GIVEN DATA:
■ ■ ■ ■ ■ ■ ■

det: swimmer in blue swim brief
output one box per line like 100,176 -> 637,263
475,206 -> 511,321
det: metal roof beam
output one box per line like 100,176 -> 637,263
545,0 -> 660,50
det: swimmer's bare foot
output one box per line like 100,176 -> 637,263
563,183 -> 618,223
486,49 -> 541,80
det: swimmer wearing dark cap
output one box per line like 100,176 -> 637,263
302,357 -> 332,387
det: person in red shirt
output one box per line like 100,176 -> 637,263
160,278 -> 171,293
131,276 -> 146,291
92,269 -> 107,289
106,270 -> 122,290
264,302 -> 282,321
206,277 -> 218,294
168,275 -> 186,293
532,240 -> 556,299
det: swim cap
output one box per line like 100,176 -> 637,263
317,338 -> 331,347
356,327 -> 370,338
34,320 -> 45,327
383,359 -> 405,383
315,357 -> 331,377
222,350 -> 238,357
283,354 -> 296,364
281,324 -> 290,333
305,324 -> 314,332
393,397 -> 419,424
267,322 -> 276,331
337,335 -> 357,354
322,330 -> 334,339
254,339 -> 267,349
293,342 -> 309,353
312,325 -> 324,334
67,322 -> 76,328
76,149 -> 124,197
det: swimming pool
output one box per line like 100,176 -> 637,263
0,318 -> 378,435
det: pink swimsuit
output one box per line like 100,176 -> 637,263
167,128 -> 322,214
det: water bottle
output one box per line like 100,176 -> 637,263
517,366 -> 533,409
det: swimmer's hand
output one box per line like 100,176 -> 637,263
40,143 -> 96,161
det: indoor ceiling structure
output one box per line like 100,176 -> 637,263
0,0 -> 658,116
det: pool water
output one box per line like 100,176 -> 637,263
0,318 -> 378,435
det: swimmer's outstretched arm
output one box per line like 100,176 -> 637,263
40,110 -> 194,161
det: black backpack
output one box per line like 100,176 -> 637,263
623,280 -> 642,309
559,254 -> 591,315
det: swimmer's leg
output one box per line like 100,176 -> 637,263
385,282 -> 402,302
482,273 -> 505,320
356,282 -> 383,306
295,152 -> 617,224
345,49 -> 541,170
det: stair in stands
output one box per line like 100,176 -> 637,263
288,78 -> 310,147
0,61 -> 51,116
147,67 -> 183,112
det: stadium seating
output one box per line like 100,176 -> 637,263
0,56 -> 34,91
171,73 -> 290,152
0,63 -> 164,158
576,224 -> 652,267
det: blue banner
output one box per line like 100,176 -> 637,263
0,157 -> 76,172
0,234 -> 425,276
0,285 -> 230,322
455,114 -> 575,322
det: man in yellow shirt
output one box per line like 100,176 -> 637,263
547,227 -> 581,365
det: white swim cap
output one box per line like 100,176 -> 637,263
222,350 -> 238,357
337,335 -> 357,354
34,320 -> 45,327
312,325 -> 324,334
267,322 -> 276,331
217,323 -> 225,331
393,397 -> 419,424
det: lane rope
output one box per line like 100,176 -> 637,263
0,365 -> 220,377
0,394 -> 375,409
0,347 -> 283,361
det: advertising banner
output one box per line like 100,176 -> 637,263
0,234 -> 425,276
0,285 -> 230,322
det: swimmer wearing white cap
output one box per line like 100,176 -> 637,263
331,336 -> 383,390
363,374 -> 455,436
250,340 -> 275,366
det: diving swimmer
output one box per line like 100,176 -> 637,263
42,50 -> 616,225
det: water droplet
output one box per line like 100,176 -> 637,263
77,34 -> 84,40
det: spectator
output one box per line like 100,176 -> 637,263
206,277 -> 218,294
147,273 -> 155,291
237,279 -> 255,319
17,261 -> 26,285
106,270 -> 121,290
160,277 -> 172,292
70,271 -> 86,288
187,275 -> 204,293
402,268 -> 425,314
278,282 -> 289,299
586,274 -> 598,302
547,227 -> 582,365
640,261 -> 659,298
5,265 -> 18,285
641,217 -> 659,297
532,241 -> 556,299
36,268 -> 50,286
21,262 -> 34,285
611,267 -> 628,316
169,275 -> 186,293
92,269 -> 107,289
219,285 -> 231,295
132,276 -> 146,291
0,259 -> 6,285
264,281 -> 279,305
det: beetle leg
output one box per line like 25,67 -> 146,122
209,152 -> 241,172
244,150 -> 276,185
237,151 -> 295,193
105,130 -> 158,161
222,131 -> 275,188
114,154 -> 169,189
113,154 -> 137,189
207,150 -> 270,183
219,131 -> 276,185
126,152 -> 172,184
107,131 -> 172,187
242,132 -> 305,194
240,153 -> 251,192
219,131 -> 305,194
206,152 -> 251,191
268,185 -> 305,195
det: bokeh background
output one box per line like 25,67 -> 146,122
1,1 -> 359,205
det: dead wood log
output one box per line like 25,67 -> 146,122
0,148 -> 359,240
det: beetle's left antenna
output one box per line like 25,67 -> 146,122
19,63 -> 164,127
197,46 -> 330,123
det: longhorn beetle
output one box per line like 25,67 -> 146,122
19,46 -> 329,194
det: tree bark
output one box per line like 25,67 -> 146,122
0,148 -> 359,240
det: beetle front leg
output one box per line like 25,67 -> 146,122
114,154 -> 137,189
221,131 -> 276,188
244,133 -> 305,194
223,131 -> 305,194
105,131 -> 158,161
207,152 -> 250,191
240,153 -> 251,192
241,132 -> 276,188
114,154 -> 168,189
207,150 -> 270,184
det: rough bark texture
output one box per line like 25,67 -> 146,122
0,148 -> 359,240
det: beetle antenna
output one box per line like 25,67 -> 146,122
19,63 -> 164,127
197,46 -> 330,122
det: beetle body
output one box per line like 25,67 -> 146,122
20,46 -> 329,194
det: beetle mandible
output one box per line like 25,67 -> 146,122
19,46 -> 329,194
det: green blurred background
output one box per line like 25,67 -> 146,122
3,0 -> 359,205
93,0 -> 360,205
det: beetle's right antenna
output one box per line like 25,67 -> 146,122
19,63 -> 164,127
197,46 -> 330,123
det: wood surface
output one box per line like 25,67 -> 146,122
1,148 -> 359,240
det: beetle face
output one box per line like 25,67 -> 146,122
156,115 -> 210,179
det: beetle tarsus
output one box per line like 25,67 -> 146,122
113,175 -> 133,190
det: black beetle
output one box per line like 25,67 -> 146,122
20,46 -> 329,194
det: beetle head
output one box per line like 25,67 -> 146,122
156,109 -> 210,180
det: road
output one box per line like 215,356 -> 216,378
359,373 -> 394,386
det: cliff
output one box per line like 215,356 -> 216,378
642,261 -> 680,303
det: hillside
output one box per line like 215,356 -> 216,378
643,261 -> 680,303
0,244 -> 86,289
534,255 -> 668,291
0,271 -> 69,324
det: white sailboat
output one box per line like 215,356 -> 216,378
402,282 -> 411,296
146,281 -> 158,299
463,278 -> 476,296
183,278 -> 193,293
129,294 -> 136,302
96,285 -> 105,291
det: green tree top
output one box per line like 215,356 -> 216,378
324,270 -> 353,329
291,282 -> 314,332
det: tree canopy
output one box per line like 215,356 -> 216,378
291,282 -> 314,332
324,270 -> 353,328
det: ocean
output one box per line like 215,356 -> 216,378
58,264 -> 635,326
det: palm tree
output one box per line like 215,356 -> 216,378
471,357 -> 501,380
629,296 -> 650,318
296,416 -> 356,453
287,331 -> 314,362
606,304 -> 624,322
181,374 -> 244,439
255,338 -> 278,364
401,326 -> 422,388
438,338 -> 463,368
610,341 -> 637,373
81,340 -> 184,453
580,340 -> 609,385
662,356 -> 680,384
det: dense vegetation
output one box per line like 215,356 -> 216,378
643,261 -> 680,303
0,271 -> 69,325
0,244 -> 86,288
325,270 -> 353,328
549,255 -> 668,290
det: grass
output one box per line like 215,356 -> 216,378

■ ■ ■ ■ ■ ■ ■

EXERCISE:
From the opening line of the data above through the line that contains "det: water bottle", please print each line as it stands and only those lines.

SOLUTION FOR THIS EXERCISE:
det: swimmer in blue swim brief
output one box per line like 100,176 -> 637,263
475,206 -> 511,321
det: metal roof beam
output one box per line like 100,176 -> 637,263
545,0 -> 660,50
det: swimmer's bare foot
output one box per line like 100,176 -> 637,263
563,183 -> 618,223
486,49 -> 541,80
det: swimmer wearing dark cap
output one box per line like 100,176 -> 637,263
302,357 -> 332,387
det: person in red shirt
output one box per line like 100,176 -> 637,263
160,278 -> 171,293
131,276 -> 146,291
92,269 -> 107,289
106,270 -> 122,290
264,302 -> 282,321
206,277 -> 218,294
168,275 -> 186,293
532,240 -> 556,299
det: swim cap
output one box per line like 100,176 -> 637,263
317,338 -> 331,347
356,327 -> 370,338
34,320 -> 45,327
383,359 -> 405,383
315,357 -> 331,377
222,350 -> 238,357
283,354 -> 296,364
281,324 -> 290,333
305,324 -> 314,332
393,397 -> 419,424
267,322 -> 276,331
337,335 -> 357,354
322,330 -> 334,339
254,339 -> 267,349
293,342 -> 309,353
312,325 -> 324,334
67,322 -> 76,328
76,149 -> 124,197
det: swimming pool
output one box per line like 100,176 -> 637,263
0,318 -> 378,435
det: pink swimsuit
output one box per line like 100,176 -> 637,263
167,128 -> 322,214
det: water bottle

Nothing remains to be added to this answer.